=== What you should do ===
Every record must be output verbatim in the reply.

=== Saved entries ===

━━━━━━━━━━━━━━━━━━━━━━━━━━━━━━

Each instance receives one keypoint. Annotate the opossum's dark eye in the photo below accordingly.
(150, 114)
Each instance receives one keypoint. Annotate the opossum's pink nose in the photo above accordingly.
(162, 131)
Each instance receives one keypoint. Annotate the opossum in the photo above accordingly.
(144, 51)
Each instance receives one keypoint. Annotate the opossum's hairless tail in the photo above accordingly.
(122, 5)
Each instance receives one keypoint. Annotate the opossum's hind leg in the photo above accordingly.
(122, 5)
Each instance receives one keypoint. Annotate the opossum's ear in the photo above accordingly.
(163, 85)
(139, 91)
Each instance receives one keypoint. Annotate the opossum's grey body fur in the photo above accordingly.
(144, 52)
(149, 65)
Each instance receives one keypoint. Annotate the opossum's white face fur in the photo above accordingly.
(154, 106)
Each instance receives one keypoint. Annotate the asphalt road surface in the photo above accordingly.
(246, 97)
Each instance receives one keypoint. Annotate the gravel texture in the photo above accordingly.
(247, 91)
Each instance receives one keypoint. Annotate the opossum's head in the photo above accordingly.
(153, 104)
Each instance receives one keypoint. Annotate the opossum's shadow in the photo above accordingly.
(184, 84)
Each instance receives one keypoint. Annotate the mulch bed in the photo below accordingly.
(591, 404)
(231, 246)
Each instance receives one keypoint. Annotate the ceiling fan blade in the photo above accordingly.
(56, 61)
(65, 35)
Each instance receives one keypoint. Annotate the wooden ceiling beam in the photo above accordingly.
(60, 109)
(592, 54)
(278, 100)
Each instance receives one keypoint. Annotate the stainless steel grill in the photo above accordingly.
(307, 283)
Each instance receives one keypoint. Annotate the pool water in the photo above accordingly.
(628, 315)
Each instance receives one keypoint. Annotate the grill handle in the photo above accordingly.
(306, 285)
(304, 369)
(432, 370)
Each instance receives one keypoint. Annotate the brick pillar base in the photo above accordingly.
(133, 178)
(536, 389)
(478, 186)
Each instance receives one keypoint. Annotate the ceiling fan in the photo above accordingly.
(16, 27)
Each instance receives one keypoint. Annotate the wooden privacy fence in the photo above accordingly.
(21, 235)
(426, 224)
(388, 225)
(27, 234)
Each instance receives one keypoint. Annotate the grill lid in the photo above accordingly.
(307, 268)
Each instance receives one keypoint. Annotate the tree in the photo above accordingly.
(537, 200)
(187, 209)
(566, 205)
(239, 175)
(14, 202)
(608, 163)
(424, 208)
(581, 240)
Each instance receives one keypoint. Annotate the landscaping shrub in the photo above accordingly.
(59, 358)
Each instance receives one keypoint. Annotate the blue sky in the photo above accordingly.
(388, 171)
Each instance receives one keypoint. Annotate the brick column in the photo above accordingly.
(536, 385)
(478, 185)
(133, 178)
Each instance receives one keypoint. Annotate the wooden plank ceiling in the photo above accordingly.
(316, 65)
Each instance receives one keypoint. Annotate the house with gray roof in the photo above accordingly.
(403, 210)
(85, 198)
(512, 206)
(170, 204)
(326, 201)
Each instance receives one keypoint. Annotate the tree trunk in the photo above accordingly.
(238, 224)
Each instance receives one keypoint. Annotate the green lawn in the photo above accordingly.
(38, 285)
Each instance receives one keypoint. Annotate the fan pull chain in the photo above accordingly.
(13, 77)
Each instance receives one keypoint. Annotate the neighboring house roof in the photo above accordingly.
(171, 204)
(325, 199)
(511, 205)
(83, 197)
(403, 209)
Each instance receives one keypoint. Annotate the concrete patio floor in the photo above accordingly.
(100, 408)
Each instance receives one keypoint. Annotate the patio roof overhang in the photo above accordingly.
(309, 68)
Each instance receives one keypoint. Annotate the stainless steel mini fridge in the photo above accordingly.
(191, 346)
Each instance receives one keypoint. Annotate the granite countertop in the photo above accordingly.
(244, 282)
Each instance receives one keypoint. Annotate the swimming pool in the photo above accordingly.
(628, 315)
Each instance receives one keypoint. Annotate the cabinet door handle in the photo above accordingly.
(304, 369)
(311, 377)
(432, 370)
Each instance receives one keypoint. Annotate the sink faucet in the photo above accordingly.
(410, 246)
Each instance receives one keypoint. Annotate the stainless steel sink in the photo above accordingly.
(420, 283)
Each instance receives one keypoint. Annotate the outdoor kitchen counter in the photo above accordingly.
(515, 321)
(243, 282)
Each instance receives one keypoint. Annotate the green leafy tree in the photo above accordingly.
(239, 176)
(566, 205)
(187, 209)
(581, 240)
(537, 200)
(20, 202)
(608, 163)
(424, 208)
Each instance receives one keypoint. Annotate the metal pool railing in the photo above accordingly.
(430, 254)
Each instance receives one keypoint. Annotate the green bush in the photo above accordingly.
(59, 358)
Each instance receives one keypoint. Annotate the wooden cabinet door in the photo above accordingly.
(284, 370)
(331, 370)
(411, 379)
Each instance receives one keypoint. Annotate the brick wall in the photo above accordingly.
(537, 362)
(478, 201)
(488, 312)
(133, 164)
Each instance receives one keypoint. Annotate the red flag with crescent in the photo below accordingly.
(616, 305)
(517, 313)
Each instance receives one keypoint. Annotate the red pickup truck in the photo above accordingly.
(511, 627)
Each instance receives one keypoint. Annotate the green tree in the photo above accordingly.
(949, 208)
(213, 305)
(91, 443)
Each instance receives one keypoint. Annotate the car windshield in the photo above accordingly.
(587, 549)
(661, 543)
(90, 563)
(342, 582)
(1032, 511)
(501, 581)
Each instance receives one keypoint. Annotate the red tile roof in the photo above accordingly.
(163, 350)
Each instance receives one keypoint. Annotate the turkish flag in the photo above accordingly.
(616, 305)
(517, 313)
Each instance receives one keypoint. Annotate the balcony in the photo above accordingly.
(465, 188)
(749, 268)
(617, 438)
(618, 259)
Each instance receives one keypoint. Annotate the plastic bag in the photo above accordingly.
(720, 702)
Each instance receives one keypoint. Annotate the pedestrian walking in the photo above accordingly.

━━━━━━━━━━━━━━━━━━━━━━━━━━━━━━

=== Solution to the problem ===
Each instance receives one keypoint. Annotate the opossum's dark eye in the photo below accordingly.
(150, 114)
Each instance receives one keypoint. Annotate the opossum's pink nose in the photo above accordingly.
(162, 131)
Each instance receives one keypoint. Annotate the opossum in the photo above accordingly.
(144, 51)
Each instance receives one keypoint. Annotate the opossum's hairless tail in the photo above accordingly.
(122, 5)
Each instance receives one keypoint. Annotate the opossum's hind leg in the photo above accordingly.
(122, 5)
Each instance receives one keypoint. Annotate the opossum's ear in the photo above accordingly.
(163, 85)
(139, 91)
Each instance receives one keypoint. Annotate the opossum's grey body fur in the photo above accordingly.
(144, 52)
(149, 65)
Each instance receives one keypoint. Annotate the opossum's white face fur in the photo above accordingly.
(154, 106)
Each instance receives one keypoint. Annotate the asphalt road surface in the photo above accordingly.
(246, 97)
Each instance receives one keypoint. Annotate the gravel texture in the photo above accordingly.
(247, 91)
Each instance receives one keypoint. Annotate the opossum's head in the photo above accordingly.
(153, 104)
Each instance receives one keypoint. Annotate the opossum's shadow in the photo above accordingly.
(184, 84)
Each instance receives one keypoint. Annotate the mulch bed in the photo below accordingly.
(591, 404)
(231, 246)
Each instance receives one keypoint. Annotate the ceiling fan blade in the photo above accordingly.
(56, 61)
(65, 35)
Each instance receives one keypoint. Annotate the wooden ceiling beam in the photo above accordingly.
(60, 109)
(592, 54)
(278, 100)
Each instance receives one keypoint. Annotate the stainless steel grill in the photo above accordingly.
(307, 283)
Each instance receives one keypoint. Annotate the pool water in the photo above accordingly.
(628, 315)
Each instance receives one keypoint. Annotate the grill handle in the photo above accordingly.
(306, 285)
(304, 369)
(432, 370)
Each instance receives one keypoint. Annotate the brick pillar base in the photo above accordingly.
(133, 178)
(536, 389)
(478, 186)
Each instance receives one keypoint. Annotate the ceiling fan in the photo above accordingly.
(16, 27)
Each instance receives one keypoint. Annotate the wooden privacy fence in the photo above accordingly.
(21, 235)
(426, 224)
(388, 225)
(27, 234)
Each instance receives one keypoint. Annotate the grill lid in the photo above accordingly.
(307, 268)
Each instance receives one keypoint. Annotate the tree in the photo above accordingly.
(537, 200)
(187, 209)
(566, 205)
(239, 175)
(14, 202)
(608, 163)
(424, 208)
(581, 240)
Each instance receives one keypoint. Annotate the landscaping shrub in the photo above accordingly.
(59, 358)
Each instance receives one keypoint. Annotate the blue sky in the photo above accordingly.
(388, 171)
Each instance receives one keypoint. Annotate the brick column in the photo above accordingly.
(536, 385)
(478, 185)
(133, 178)
Each instance receives one keypoint. Annotate the wooden plank ceiling in the photo above accordingly.
(316, 65)
Each instance receives one keypoint. Annotate the house with gray roof in the photo above accordingly.
(403, 210)
(85, 198)
(512, 206)
(170, 204)
(326, 201)
Each instance receives one keypoint. Annotate the tree trunk in the photo above accordingly.
(238, 224)
Each instance receives one keypoint. Annotate the green lawn in the photo above accordingly.
(38, 285)
Each instance receives one keypoint. Annotate the fan pull chain in the photo above accordingly.
(13, 77)
Each instance receives one keypoint. Annotate the neighboring house roof in the photo above accordingly.
(171, 204)
(325, 199)
(511, 205)
(83, 197)
(403, 209)
Each instance receives one keypoint. Annotate the concrete patio floor in the photo above accordingly.
(100, 408)
Each instance receives one keypoint. Annotate the patio roof overhang in the photo above accordingly.
(309, 68)
Each instance receives one keypoint. Annotate the stainless steel mini fridge in the photo above accordingly.
(191, 346)
Each instance receives one keypoint. Annotate the granite countertop in the photo above accordingly.
(244, 282)
Each instance receives one keypoint. Annotate the swimming pool in the photo above accordingly.
(628, 315)
Each instance receives one keypoint. Annotate the cabinet door handle in the photo above accordingly.
(304, 369)
(311, 377)
(432, 370)
Each instance receives one keypoint. Annotate the sink faucet in the photo above accordingly.
(410, 246)
Each instance receives one keypoint. Annotate the stainless steel sink in the photo above accordingly.
(420, 283)
Each instance receives one keypoint. Annotate the outdoor kitchen counter in the photo above accordingly.
(515, 321)
(243, 282)
Each instance receives one keypoint. Annotate the green leafy tree in the photo above accordingly.
(239, 176)
(566, 205)
(187, 209)
(581, 240)
(537, 200)
(20, 202)
(608, 163)
(424, 208)
Each instance receives one keypoint. Annotate the metal pool railing in the photo above accordingly.
(430, 254)
Each instance receives one keypoint. Annotate the green bush in the photo above accordingly.
(59, 358)
Each instance receives one keypoint. Annotate the wooden cabinet door in the photo above accordingly.
(284, 370)
(331, 370)
(411, 379)
Each instance receives one keypoint. Annotate the brick wall in the photo above accordingly.
(537, 362)
(478, 201)
(488, 312)
(133, 164)
Each instance receives one keypoint. Annotate the red flag with crescent in the photo below accordingly.
(616, 305)
(517, 313)
Each instance receives one keypoint. Annotate the red pickup truck in the photo above accordingly.
(511, 627)
Each instance receives one keypoint. Annotate the green tree in the photo above accordingly.
(949, 208)
(213, 305)
(91, 443)
Each instance receives one keypoint. Annotate the car windshield in the photo above accordingly.
(587, 549)
(661, 543)
(90, 563)
(342, 582)
(1032, 511)
(501, 581)
Each instance receives one keypoint. Annotate the red tile roof in the photo above accordingly.
(163, 350)
Each instance receives one keypoint. Annotate the turkish flag in the photo above accordingly.
(616, 305)
(517, 313)
Each instance receives one keypoint. Annotate the balcony in the photo above accordingly.
(465, 188)
(749, 268)
(617, 438)
(618, 259)
Each instance receives one keypoint. Annotate the plastic bag in the photo above accordingly.
(720, 702)
Each instance receives one keypoint. Annotate the pedestrian walking in the photo above accordingly.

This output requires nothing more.